*** Recorded data ***

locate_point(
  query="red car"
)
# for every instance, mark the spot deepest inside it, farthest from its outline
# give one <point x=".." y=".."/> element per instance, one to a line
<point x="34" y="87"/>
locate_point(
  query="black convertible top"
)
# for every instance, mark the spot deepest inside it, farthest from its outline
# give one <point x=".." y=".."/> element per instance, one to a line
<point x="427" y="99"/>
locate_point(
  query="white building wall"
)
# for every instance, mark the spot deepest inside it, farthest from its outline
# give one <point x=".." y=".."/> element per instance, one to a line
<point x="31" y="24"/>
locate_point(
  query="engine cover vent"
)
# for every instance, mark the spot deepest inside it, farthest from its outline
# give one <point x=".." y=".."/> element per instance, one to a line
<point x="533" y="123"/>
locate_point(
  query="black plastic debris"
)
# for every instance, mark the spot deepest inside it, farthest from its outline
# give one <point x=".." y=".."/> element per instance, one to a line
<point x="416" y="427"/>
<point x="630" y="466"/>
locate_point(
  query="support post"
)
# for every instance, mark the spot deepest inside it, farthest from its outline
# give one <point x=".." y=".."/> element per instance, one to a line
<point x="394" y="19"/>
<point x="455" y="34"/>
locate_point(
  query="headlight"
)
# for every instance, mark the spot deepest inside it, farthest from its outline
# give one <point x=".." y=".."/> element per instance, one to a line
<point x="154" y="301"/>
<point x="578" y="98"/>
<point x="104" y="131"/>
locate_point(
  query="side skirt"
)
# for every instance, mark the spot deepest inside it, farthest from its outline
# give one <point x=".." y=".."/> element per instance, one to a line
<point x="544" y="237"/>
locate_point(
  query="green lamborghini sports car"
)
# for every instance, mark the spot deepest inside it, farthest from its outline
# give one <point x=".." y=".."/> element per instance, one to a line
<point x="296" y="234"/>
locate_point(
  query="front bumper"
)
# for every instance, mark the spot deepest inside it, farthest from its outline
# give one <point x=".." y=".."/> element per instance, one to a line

***

→ **What needs to be done**
Return all of the entries word for word.

→ **Answer to this task**
locate_point(
  query="red car"
)
# for every instance, mark the spot deepest inside it, farthest from its outline
# give one <point x=".." y=".."/> element per instance, one to a line
<point x="34" y="87"/>
locate_point(
  query="black convertible top"
)
# for every instance, mark the spot deepest inside it, farthest from its outline
# give one <point x=".." y=".."/> element per instance, one to a line
<point x="427" y="99"/>
locate_point(
  query="white building wall"
)
# for every instance, mark the spot deepest inside it, farthest from its outline
# give one <point x=".." y=".."/> element per instance, one to a line
<point x="31" y="24"/>
locate_point(
  query="engine cover vent"
)
# for every instance, mark the spot deepest inside it, farthest from its outline
# give one <point x=".." y=".."/> element per instance, one to a line
<point x="533" y="123"/>
locate_point(
  query="black plastic debris"
)
# for every instance, mark the spot deepest inside it, farthest from its outline
# give one <point x=".." y=".."/> element per instance, one to a line
<point x="416" y="427"/>
<point x="630" y="466"/>
locate_point(
  query="support post"
)
# for every instance, mark the spot deepest inside it, farthest from its outline
# give one <point x=".." y=".."/> element per instance, one to a line
<point x="394" y="19"/>
<point x="455" y="34"/>
locate_point(
  query="headlight"
)
# for every instance, mark the spot deepest inside it, farthest from its outline
# give one <point x=".." y=".."/> element per instance, one to a line
<point x="154" y="301"/>
<point x="578" y="98"/>
<point x="104" y="131"/>
locate_point(
  query="side skirt"
)
# for every instance, mark the spot deepest inside it, farthest from its outline
# give one <point x=".." y=".."/> element per instance, one to a line
<point x="544" y="237"/>
locate_point(
  query="green lamborghini sports car"
)
# for every instance, mark the spot deepest inside it, farthest from its outline
# give one <point x=".." y=".."/> element per instance, one to a line
<point x="296" y="234"/>
locate_point(
  query="front bumper"
)
# for every instance, mark the spot deepest inside it, farthest from its outline
# give one <point x=".." y=".."/> element per instance, one to a line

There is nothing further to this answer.